PAGE TEXT
= = = = = = =
From equation (2), the inverse of the channel matrix can be estimated as $\overline{\mmb R}^{-1}$ by retrieving the TSs TeX Source$$\left[\matrix{{\mmb X}_{1, k}\cr {\mmb X}_{1, -k}^{\ast}\cr {\mmb X}_{2, k}\cr {\mmb X}_{2, -k}^{\ast}}\right] = \overline{\mmb R}^{-1}(k) \times \left[\matrix{{\mmb Y}_{1, k}\cr {\mmb Y}_{1, - k}^{\ast}\cr {\mmb Y}_{2, k}\cr {\mmb Y}_{2, -k}^{\ast}}\right]\eqno{\hbox{(3)}}$$ where, ${\mmb X}_{1, k}$ is a $1 \times n_{T}$ vector of $k$th subcarrier of TS. Then, $\overline{\mmb R}^{-1}$ is estimated in the LMS sense as shown in Fig. 3, where $\Delta$ is the error vector to adjust channel factors in the LMS algorithm. The LMS-based equalizer, accordingly, can be utilized to recover from the MIMO channel and compensate for the I/Q imbalance simultaneously.

SECTION III

Fig. 4 schematically depicts the experimental setup of the 60-GHz 2 × 2 MIMO RoF system employing one single-electrode MZM (40Gb/s Intensity modulator) [12]. The OFDM I/Q signals were generated by an arbitrary waveform generator (AWG) with a sampling rate of 12 GS/s at baseband. The length of inverse fast Fourier transform (IFFT) was 512. The subcarrier number of the OFDM signals was 296, so the signal bandwidth was 6.9375-GHz. Each subcarrier was modulated with the m-QAM format. Then, the baseband OFDM I/Q signals were up-converted with an electrical I/Q mixer (RF: 20-31GHz, LO: 20-31GHz, IF: DC-4.5GHz). Hence, an OFDM signal occupying 7-GHz bandwidth at a center frequency of 21.5 GHz was obtained. The OFDM signal was combined with a 39-GHz sinusoidal signal before being sent into the MZM. The MZM was biased at the null point to achieve optical double sideband with carrier suppression modulation. The laser source was a commercial DFB laser (1550.92 nm, 20 mW).

With this modulation architecture, two optical double sideband signals were generated after the optical modulator, and fiber dispersion induced power fading became an issue [13]. In order to overcome this issue, a 33/66-GHz optical interleaver (Insertion loss of pass band is less than 3 dB) was utilized to remove one OFDM-modulated optical sidebands and one un-modulated optical sideband. After the amplification of an EDFA (42-dB gain, 4.3-dB noise figure), the signal was filtered by a tunable optical band-pass filter (0.8-nm bandwidth @ 1550 nm) to remove amplified spontaneous emission (ASE) noise as shown in inset (i) of Fig. 4. After fiber transmission of 25 km, the optical signal was evenly split by a 50:50 optical coupler. One of the optical signals was delayed by 2-km single-mode fiber to imitate two de-correlated OFDM signals for MIMO operation.
= = = = = = =
QUESTIONS ON THE MATERIAL
• a. Using the text on the 60-GHz MIMO radio-over-fiber setup, decide whether each statement agrees with it: (i) the arbitrary waveform generator sampled at 12 GS/s at baseband; (ii) the MZM was biased at its quadrature point; (iii) a 70:30 optical coupler split the optical signal after fiber transmission. Answer yes or no for each, quoting the deciding words.
• b. Convert the stretch of the records from the line containing "344L161 348L180 346L178" through the line containing "positive clicks: (173, 347)" into a numbered list, leaving out any blank lines.

DATA PROVIDED
= = = = = = =
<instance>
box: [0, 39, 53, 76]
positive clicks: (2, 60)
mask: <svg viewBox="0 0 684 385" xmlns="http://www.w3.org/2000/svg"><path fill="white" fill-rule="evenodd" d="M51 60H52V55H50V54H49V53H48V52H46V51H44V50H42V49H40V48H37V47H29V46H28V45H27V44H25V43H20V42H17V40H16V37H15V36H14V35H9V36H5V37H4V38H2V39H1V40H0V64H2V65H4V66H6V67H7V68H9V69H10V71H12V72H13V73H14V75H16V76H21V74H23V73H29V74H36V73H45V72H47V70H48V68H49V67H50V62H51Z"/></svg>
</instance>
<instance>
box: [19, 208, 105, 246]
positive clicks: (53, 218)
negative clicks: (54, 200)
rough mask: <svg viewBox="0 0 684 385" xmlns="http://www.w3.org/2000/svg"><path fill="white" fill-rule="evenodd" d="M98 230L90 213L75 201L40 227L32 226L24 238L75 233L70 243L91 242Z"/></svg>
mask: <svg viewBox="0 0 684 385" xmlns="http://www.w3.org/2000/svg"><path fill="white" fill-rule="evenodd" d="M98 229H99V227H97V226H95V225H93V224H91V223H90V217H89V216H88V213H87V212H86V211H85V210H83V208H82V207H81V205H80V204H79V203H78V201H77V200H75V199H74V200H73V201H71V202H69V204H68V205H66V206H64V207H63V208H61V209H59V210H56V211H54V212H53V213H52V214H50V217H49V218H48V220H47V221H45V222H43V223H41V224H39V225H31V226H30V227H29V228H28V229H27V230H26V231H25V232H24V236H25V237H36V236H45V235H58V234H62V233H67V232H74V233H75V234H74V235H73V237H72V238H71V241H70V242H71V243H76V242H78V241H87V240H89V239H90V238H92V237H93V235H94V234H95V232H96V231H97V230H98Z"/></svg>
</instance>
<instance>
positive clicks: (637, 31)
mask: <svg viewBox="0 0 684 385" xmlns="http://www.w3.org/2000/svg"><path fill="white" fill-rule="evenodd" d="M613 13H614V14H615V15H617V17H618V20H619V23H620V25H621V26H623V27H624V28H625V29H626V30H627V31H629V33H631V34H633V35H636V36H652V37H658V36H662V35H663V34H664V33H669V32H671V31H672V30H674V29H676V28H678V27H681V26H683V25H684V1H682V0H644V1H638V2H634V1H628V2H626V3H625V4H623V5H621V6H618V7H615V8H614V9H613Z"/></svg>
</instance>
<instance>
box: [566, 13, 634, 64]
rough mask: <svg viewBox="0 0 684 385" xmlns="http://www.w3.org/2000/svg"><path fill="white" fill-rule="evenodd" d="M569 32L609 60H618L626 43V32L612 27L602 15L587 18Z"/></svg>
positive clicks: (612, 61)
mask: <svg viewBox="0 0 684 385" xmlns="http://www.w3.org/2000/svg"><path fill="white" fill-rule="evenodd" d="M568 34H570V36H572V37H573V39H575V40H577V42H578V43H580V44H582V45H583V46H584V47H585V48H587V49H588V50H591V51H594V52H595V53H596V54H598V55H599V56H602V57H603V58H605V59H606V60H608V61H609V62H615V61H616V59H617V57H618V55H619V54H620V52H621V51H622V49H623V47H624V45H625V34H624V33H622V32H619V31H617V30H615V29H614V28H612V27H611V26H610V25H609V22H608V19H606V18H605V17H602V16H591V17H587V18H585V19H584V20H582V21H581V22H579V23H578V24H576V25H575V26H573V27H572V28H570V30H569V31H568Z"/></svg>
= = = = = = =
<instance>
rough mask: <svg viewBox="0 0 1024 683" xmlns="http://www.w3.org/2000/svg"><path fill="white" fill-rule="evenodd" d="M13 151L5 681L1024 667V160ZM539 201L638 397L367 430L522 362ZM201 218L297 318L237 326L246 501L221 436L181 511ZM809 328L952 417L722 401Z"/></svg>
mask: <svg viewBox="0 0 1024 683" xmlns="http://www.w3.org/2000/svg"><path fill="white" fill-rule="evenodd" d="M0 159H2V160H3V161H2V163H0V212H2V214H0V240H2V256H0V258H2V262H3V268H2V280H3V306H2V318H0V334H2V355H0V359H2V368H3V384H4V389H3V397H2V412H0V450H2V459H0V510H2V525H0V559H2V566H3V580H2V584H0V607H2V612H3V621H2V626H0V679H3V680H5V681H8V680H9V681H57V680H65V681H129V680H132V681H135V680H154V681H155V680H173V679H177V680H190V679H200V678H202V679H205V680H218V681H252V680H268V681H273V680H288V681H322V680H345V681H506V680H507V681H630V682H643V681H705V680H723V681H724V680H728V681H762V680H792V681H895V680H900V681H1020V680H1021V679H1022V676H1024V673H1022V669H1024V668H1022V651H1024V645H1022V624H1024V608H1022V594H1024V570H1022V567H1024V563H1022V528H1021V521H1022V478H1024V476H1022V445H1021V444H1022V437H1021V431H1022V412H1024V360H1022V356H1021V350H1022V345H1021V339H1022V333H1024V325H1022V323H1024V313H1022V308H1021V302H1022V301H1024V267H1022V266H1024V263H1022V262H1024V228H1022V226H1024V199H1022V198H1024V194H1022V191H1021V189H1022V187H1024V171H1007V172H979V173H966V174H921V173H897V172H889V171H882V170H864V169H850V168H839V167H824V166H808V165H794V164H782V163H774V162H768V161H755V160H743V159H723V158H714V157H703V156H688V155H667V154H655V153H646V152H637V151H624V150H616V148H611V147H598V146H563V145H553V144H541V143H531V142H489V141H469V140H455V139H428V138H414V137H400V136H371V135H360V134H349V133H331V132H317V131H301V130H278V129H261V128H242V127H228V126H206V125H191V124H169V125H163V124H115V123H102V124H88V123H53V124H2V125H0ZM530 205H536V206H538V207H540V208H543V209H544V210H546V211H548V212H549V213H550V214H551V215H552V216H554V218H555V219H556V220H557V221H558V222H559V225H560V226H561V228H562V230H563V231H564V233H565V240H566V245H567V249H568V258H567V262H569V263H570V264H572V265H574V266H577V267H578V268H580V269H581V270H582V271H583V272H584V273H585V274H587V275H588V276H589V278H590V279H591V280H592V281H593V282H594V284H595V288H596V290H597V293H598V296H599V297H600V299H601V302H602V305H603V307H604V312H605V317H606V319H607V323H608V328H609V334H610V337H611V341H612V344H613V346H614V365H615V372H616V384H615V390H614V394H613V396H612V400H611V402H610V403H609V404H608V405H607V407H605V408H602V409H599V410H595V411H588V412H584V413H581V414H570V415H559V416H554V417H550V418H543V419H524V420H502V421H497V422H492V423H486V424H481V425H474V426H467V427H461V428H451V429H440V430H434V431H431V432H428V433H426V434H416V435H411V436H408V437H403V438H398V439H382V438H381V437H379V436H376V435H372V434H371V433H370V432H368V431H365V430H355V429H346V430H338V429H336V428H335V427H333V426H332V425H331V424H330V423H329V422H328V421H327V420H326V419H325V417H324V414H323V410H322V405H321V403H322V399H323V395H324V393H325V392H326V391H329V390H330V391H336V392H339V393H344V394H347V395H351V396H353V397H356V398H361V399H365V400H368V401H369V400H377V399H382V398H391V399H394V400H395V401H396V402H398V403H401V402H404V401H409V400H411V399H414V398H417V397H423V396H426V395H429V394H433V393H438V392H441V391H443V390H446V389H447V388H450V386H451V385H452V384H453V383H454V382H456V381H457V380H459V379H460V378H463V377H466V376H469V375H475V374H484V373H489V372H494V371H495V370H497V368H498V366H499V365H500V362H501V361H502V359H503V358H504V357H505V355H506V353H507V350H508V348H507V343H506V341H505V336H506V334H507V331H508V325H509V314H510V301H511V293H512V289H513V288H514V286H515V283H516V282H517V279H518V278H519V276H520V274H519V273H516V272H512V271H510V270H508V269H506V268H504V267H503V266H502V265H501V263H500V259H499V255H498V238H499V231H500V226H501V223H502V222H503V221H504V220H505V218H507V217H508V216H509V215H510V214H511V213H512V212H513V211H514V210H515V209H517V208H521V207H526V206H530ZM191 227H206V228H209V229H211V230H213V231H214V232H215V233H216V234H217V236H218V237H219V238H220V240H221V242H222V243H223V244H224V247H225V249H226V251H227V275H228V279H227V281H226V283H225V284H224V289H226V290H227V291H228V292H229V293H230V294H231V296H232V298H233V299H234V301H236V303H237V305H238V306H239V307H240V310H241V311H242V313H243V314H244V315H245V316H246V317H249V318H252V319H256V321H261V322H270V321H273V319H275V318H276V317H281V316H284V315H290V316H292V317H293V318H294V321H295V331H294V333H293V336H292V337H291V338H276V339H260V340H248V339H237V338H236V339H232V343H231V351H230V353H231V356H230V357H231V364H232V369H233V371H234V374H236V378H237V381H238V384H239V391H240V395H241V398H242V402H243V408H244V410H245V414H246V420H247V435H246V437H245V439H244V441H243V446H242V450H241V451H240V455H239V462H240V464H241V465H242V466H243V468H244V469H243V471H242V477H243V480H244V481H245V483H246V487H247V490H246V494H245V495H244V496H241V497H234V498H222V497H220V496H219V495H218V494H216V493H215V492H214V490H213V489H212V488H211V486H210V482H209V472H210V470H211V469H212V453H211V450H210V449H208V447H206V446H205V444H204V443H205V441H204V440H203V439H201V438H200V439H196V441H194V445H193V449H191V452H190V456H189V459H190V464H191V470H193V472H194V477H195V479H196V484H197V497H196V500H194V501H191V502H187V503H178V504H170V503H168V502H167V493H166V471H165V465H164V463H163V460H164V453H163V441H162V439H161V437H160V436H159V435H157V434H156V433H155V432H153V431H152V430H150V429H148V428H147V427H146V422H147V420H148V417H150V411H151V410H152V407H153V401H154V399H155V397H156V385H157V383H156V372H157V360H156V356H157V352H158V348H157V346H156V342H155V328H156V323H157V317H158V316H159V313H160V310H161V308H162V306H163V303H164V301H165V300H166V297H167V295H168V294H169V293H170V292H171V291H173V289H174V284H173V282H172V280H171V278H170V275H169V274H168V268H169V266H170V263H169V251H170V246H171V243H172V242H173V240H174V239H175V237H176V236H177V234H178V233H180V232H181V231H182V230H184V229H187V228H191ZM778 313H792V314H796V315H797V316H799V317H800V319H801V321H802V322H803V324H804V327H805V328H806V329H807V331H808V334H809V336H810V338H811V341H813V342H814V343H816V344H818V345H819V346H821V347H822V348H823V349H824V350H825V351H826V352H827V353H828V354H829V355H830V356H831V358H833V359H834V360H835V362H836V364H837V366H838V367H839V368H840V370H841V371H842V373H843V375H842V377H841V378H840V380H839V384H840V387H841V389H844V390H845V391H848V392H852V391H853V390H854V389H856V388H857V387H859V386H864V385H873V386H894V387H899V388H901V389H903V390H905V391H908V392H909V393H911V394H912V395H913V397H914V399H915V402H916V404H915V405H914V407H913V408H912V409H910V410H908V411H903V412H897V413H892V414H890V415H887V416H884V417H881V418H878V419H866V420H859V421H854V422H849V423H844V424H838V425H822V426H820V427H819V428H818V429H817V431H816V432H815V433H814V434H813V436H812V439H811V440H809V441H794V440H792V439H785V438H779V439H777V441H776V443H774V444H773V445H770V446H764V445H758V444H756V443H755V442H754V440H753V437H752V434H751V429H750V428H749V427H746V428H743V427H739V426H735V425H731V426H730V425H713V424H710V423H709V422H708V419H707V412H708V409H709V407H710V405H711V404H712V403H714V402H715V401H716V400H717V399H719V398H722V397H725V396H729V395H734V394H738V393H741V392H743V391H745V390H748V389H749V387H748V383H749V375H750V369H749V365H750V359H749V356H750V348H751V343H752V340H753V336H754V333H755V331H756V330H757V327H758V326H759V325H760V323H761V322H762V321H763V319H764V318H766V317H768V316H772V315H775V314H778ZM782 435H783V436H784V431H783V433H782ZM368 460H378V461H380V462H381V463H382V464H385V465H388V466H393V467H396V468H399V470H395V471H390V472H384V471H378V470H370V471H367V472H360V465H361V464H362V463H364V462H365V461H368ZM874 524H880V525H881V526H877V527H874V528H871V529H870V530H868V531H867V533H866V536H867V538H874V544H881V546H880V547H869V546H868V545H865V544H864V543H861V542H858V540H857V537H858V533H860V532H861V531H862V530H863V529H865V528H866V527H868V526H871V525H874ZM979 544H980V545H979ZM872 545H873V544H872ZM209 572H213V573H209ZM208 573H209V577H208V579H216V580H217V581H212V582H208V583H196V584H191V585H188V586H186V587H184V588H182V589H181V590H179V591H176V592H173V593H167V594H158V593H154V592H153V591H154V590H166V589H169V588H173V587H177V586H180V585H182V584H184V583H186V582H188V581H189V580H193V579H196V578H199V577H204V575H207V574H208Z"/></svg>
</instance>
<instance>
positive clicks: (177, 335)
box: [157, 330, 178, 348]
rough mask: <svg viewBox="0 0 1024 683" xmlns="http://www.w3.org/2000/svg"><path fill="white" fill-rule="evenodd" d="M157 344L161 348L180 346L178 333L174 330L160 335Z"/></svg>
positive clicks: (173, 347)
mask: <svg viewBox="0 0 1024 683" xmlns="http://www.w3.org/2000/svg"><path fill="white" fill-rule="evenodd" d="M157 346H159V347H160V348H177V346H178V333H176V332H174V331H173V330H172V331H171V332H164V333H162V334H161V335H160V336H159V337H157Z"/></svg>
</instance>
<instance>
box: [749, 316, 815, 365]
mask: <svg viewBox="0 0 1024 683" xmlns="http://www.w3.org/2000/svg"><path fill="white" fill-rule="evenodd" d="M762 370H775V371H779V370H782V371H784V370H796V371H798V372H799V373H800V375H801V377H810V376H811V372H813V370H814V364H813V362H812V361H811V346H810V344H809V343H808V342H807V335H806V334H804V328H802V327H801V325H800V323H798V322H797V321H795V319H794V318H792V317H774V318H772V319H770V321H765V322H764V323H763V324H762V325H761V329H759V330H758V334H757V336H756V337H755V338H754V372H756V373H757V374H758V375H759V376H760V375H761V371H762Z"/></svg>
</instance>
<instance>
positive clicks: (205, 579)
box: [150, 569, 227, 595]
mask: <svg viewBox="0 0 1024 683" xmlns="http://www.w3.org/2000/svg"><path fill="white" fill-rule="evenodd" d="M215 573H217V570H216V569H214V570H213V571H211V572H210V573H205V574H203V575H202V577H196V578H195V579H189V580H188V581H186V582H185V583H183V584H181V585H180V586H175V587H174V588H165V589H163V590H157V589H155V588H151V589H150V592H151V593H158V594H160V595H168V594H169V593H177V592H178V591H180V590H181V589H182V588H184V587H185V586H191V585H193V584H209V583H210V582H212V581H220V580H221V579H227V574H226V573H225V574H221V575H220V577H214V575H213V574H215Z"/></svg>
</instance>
= = = = = = =
RESULTS OF THE EXERCISE
• a.
(i) Yes: "with a sampling rate of 12 GS/s at baseband"
(ii) No: "The MZM was biased at the null point"
(iii) No: "the optical signal was evenly split by a 50:50 optical coupler"

• b.
1. rough mask: <svg viewBox="0 0 1024 683" xmlns="http://www.w3.org/2000/svg"><path fill="white" fill-rule="evenodd" d="M157 344L161 348L180 346L178 333L174 330L160 335Z"/></svg>
2. positive clicks: (173, 347)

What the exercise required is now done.